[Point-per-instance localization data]
++++++++++

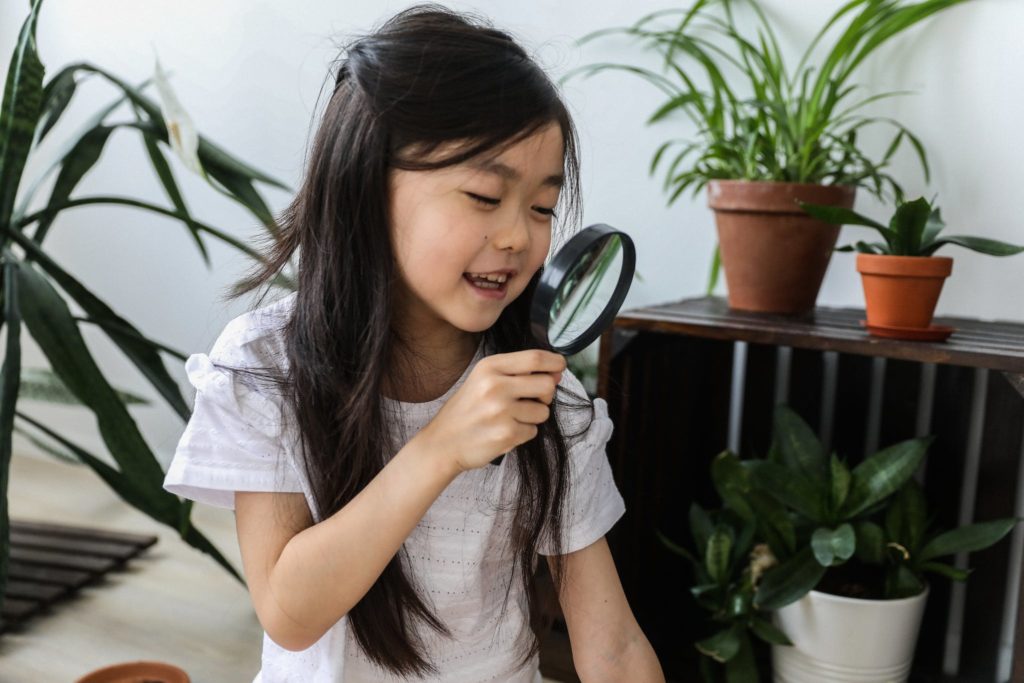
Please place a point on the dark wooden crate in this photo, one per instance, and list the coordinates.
(50, 562)
(667, 373)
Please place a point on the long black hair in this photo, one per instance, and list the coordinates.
(428, 76)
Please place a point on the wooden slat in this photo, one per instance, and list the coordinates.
(981, 344)
(49, 562)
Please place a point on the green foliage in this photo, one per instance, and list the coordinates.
(793, 516)
(726, 567)
(912, 230)
(35, 289)
(756, 118)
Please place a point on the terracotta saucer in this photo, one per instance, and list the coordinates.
(933, 333)
(137, 672)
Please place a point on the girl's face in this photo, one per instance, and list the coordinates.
(487, 215)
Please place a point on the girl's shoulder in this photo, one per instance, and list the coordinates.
(255, 339)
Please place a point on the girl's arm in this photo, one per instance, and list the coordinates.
(304, 577)
(607, 642)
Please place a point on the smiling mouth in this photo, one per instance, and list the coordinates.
(493, 285)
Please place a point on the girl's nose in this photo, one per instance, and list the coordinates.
(514, 235)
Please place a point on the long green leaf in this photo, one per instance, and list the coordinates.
(134, 345)
(967, 539)
(883, 474)
(155, 504)
(23, 97)
(790, 581)
(980, 245)
(50, 324)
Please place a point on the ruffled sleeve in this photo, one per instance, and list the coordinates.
(594, 503)
(233, 440)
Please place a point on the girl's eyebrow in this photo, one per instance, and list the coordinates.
(509, 173)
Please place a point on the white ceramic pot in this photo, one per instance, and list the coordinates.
(847, 640)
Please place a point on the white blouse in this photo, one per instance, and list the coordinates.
(237, 440)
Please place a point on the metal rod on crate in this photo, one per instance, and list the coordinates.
(736, 394)
(969, 492)
(1005, 668)
(875, 406)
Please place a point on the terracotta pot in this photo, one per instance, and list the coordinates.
(133, 672)
(773, 254)
(902, 291)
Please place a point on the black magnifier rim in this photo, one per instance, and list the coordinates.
(555, 272)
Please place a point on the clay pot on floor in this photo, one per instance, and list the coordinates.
(773, 254)
(130, 672)
(900, 292)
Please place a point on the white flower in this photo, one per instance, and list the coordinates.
(180, 131)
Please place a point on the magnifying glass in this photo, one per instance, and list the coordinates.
(582, 290)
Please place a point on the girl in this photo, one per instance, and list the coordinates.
(351, 424)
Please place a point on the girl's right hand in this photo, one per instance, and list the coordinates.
(498, 407)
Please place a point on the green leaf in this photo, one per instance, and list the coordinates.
(171, 187)
(883, 474)
(945, 570)
(139, 350)
(722, 646)
(840, 482)
(792, 489)
(799, 446)
(908, 223)
(967, 539)
(48, 319)
(838, 215)
(834, 546)
(161, 506)
(767, 632)
(74, 166)
(980, 245)
(790, 581)
(906, 517)
(23, 98)
(773, 522)
(42, 384)
(717, 556)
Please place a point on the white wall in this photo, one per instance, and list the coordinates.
(250, 74)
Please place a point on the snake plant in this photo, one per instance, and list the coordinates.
(36, 289)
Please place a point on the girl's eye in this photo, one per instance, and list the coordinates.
(491, 201)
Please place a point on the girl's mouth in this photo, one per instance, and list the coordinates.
(486, 288)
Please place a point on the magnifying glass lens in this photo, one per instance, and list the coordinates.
(586, 291)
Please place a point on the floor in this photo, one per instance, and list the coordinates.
(171, 604)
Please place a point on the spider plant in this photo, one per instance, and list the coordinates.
(35, 288)
(755, 117)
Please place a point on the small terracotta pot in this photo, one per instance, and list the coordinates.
(902, 291)
(134, 672)
(773, 254)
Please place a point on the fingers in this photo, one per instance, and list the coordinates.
(523, 363)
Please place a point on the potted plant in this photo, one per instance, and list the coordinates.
(901, 275)
(842, 558)
(35, 288)
(768, 136)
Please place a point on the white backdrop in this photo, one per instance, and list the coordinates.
(251, 73)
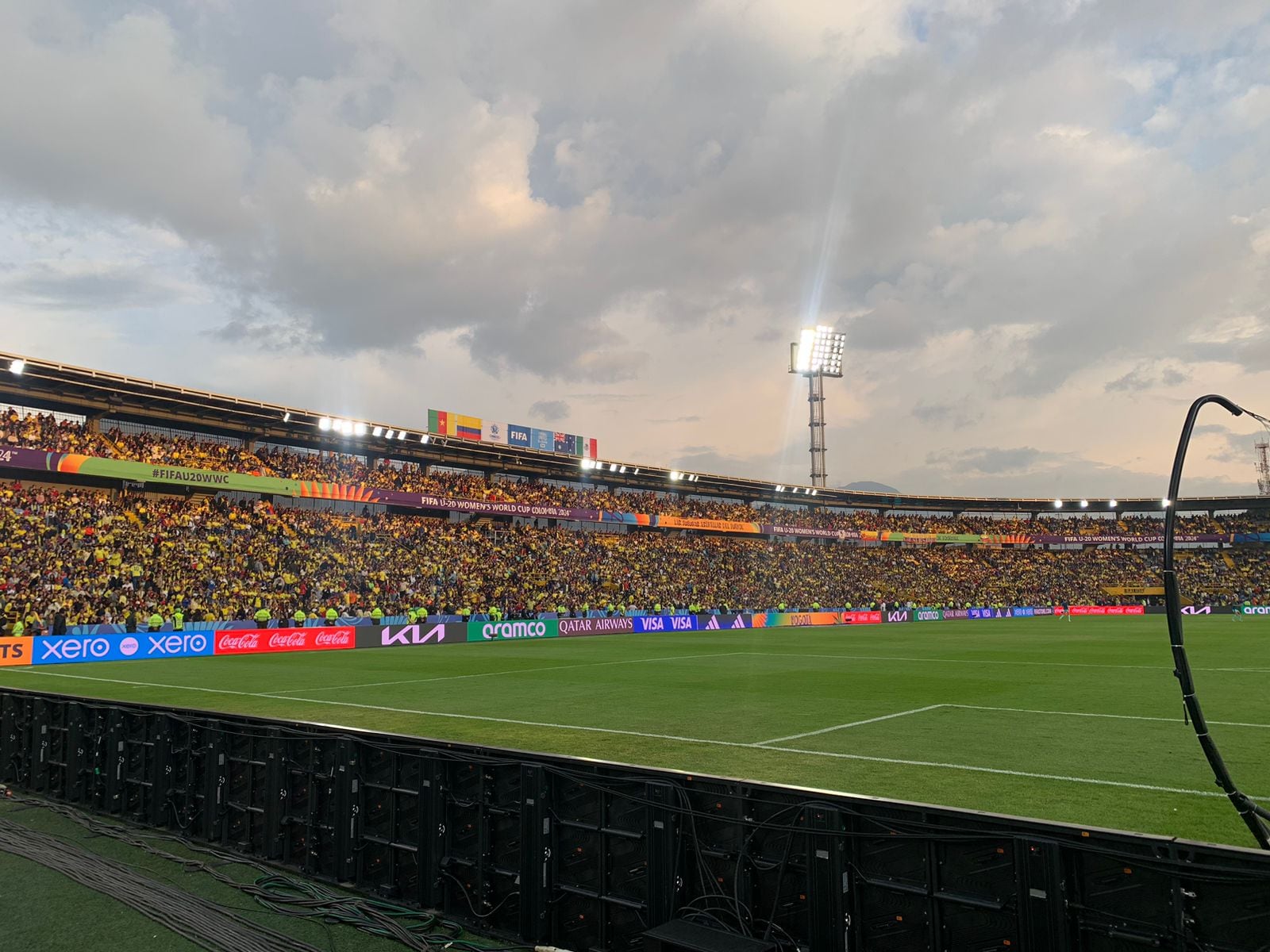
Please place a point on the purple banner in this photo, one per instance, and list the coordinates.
(1124, 539)
(483, 507)
(571, 628)
(29, 459)
(810, 532)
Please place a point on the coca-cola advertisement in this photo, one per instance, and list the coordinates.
(254, 641)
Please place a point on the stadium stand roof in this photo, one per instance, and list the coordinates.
(50, 385)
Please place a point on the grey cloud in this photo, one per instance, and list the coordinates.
(48, 287)
(1147, 376)
(990, 460)
(946, 416)
(549, 410)
(371, 177)
(1026, 471)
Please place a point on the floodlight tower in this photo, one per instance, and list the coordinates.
(817, 355)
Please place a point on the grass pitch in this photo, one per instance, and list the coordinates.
(1076, 720)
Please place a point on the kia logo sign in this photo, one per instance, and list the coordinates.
(413, 635)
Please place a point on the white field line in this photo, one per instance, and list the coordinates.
(514, 670)
(844, 727)
(901, 762)
(978, 660)
(1086, 714)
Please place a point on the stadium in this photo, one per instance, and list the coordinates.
(541, 663)
(689, 476)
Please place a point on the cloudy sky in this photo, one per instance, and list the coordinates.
(1045, 226)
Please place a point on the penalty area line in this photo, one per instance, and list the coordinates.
(844, 727)
(865, 758)
(514, 670)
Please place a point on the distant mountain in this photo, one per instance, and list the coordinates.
(868, 486)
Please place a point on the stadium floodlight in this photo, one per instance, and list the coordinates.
(817, 355)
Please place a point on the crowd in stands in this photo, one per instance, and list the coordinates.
(73, 556)
(48, 433)
(44, 432)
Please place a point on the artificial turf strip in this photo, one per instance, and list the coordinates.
(704, 701)
(46, 912)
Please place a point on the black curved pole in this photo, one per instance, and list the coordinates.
(1254, 816)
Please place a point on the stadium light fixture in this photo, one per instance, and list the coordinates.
(817, 355)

++++++++++

▸ **THE PROBLEM**
Would you copy out the data exactly, leaving every picture out?

▸ **YOUR RESPONSE**
Please place a point on the dark wooden crate in this photo, one per instance, and list the coordinates.
(50, 562)
(667, 373)
Please place a point on the long black hair in this photo, one per instance, and list the coordinates.
(428, 76)
Please place a point on the wooden slat in this photo, one per instance, and list the coordinates.
(981, 344)
(49, 562)
Please place a point on the green foliage in this photo, one per instance, and list the coordinates.
(793, 516)
(726, 567)
(912, 230)
(35, 289)
(756, 118)
Please place a point on the terracotta saucer in this photo, one per instance, and list the coordinates.
(933, 333)
(137, 672)
Please place a point on the girl's face in this photo, one per instance, and list the coordinates.
(487, 215)
Please place a point on the girl's shoulder in this photo, one per instance, and list the coordinates.
(255, 339)
Please place a point on the girl's arm in this photo, one per instance, and list the coordinates.
(304, 577)
(607, 642)
Please place a point on the smiling mouth in this photo, one per instance, and list the coordinates.
(493, 285)
Please place a point on the girl's nose in this photo, one per instance, and list the coordinates.
(514, 235)
Please place a point on the long green leaf in this photo, one per instance, and list the coordinates.
(134, 345)
(967, 539)
(883, 474)
(155, 504)
(23, 97)
(790, 581)
(980, 245)
(50, 324)
Please place a point on the ruffled sleeve in this photo, one per instance, and list the coordinates.
(594, 503)
(233, 440)
Please place a point on the girl's eyebrow in this photo, one per instance, and list the coordinates.
(509, 173)
Please place a point on the white ceramic pot in this photo, one per instance, and list the coordinates.
(847, 640)
Please place a point on the white blouse in this photo, one per instance, and list the coordinates.
(237, 440)
Please place a point on the metal rod on crate in this photo, one per instance, and list the coordinates.
(736, 394)
(969, 492)
(1005, 668)
(875, 406)
Please place a point on the terracotta pot in this photo, one per instance, and list the coordinates.
(133, 672)
(773, 254)
(902, 291)
Please place a point on the black magnifier rim in this photo, one per instance, and list the coordinates.
(555, 272)
Please place a point on the clay pot on floor in this photo, one per instance, and list the coordinates.
(773, 254)
(130, 672)
(900, 292)
Please place a point on the white flower in this photo, one per instance, and list the coordinates.
(180, 131)
Please place a point on the magnifying glass in this photo, one per instance, and list the coordinates.
(582, 290)
Please place a point on the girl in this photo, one per instance, and list the coordinates.
(351, 424)
Please place a point on the girl's right hand in this photo, one per instance, and list the coordinates.
(498, 407)
Please place a point on the green leaf in this photo, one per instance, and list the coordinates.
(171, 187)
(883, 474)
(945, 570)
(139, 350)
(722, 646)
(840, 482)
(792, 489)
(799, 446)
(908, 223)
(967, 539)
(48, 319)
(838, 215)
(834, 546)
(161, 506)
(767, 632)
(74, 166)
(980, 245)
(790, 581)
(906, 517)
(23, 98)
(773, 522)
(42, 384)
(717, 556)
Please place a point on the white wall in this photo, one per instance, and list the coordinates.
(250, 74)
Please place a point on the snake plant in this photo, one per instance, and list the coordinates.
(36, 289)
Please place a point on the girl's eye in this photo, one per instance, and list the coordinates.
(491, 201)
Please place a point on the girl's mouth in this photo, one per instance, and list the coordinates.
(486, 288)
Please place a point on the magnifying glass lens in this photo, one per instance, and list the coordinates.
(586, 291)
Please place a point on the floor in this photo, one per instance, and list the coordinates.
(171, 604)
Please place a point on the spider plant in this photo, one per instance, and list the coordinates.
(35, 288)
(755, 117)
Please place a point on the small terracotta pot in this photo, one per instance, and list the coordinates.
(902, 291)
(134, 672)
(773, 254)
Please place a point on the fingers in this photo, one per instance, and list the coordinates.
(523, 363)
Please place a point on the potted plant in this photo, one per instance, and list the coordinates.
(901, 275)
(842, 558)
(35, 288)
(768, 136)
Please place a point on the white backdrop in this photo, one per instance, and list the coordinates.
(251, 73)
Please place a point on the purple banner in this photo, one per instance, and list the coordinates.
(1124, 539)
(483, 507)
(571, 628)
(29, 459)
(810, 532)
Please place a point on the coca-cola advertisement in this photo, one per instance, and list the coordinates.
(254, 641)
Please place a point on the stadium stand roof in this photo, one per instance, and list the coordinates.
(50, 385)
Please place a point on the grey cloud in this photo, one per instance, and list the coordinates.
(48, 287)
(1147, 376)
(990, 460)
(946, 416)
(549, 410)
(371, 177)
(1026, 471)
Please place a point on the floodlight tower in this photo, one per instance, and list the coordinates.
(817, 355)
Please place a point on the grass pitch in this photo, one per instance, and list the coordinates.
(1076, 720)
Please place a point on the kia logo sign in this photo, one per instance, and list the coordinates.
(413, 635)
Please place a point on the white field line in this photo, one per instance, and list the coordinates.
(514, 670)
(844, 727)
(901, 762)
(978, 660)
(1086, 714)
Please place a point on the stadium in this photo, one per instance, and list the coordinates.
(541, 663)
(689, 476)
Please place a point on the cloudy sky in this photo, one per instance, and list the coordinates.
(1045, 226)
Please place a point on the penalty area line in this photo, one per instance, and list the coordinates.
(844, 727)
(865, 758)
(514, 670)
Please place a point on the distant mountain in this photo, one per instance, and list the coordinates.
(868, 486)
Please place a point on the stadium floodlight in this photo, one per instance, and list the coordinates.
(817, 355)
Please place a point on the crowd in stands in this photo, one per instance, and list the coordinates.
(73, 556)
(48, 433)
(44, 432)
Please place a point on the artificial turf strip in this photo, one per instance, and list the coordinates.
(704, 701)
(46, 912)
Please place a point on the black curved pole in this photo, one per instance, and list the coordinates.
(1254, 816)
Please place a point on the stadium light fixture in this photo, one per instance, and list the coordinates.
(817, 355)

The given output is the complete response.